[Records from a dataset]
=== Begin Enclosure ===

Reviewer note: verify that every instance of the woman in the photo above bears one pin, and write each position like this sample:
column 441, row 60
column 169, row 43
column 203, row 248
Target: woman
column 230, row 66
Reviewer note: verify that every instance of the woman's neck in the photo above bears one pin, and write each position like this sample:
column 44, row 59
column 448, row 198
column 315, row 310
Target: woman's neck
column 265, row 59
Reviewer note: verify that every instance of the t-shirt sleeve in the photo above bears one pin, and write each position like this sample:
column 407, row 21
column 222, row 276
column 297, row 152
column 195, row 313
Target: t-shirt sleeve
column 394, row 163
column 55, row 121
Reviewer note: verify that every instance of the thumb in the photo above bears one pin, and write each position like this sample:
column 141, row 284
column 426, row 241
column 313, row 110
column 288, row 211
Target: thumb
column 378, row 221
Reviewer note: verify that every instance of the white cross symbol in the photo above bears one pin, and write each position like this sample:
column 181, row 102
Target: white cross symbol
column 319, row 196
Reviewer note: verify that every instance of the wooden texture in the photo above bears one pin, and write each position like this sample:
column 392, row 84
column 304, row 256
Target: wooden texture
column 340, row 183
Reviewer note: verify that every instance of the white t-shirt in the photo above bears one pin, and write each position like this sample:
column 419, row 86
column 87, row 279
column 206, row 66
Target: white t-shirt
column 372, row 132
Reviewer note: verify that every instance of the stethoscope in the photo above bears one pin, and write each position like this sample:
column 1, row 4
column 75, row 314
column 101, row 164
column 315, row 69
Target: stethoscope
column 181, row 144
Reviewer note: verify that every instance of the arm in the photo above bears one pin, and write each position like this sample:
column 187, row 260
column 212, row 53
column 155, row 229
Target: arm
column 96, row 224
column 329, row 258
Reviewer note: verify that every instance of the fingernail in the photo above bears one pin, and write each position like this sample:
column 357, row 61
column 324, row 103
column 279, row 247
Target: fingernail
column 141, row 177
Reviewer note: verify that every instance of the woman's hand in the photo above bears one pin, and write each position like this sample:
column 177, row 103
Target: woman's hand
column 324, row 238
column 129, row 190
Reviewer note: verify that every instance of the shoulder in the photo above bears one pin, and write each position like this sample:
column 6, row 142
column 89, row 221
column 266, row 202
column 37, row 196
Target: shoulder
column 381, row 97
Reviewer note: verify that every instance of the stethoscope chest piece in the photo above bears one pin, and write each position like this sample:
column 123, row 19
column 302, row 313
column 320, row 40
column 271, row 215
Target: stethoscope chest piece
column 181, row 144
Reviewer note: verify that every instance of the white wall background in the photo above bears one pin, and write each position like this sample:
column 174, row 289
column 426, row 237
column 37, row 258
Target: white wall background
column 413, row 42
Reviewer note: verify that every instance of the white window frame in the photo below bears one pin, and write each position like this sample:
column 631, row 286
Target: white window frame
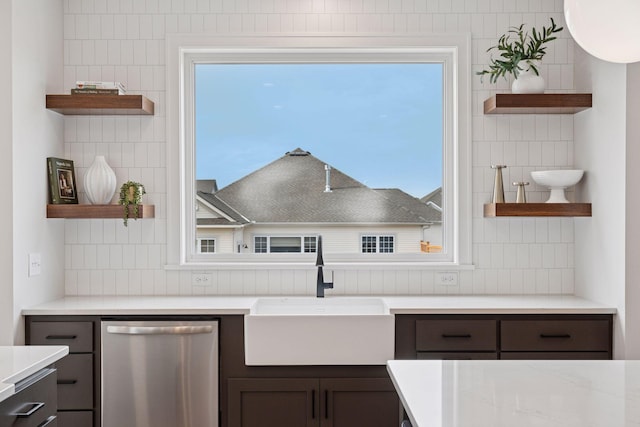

=== End Enclosure ===

▶ [Your assignment]: If the word "frame" appears in a line above, copy that line.

▶ [Output for this task]:
Reviewer note: verify that every instance of the white window frame in the photo below bears one pin, and write each position like this sample:
Target: white window frame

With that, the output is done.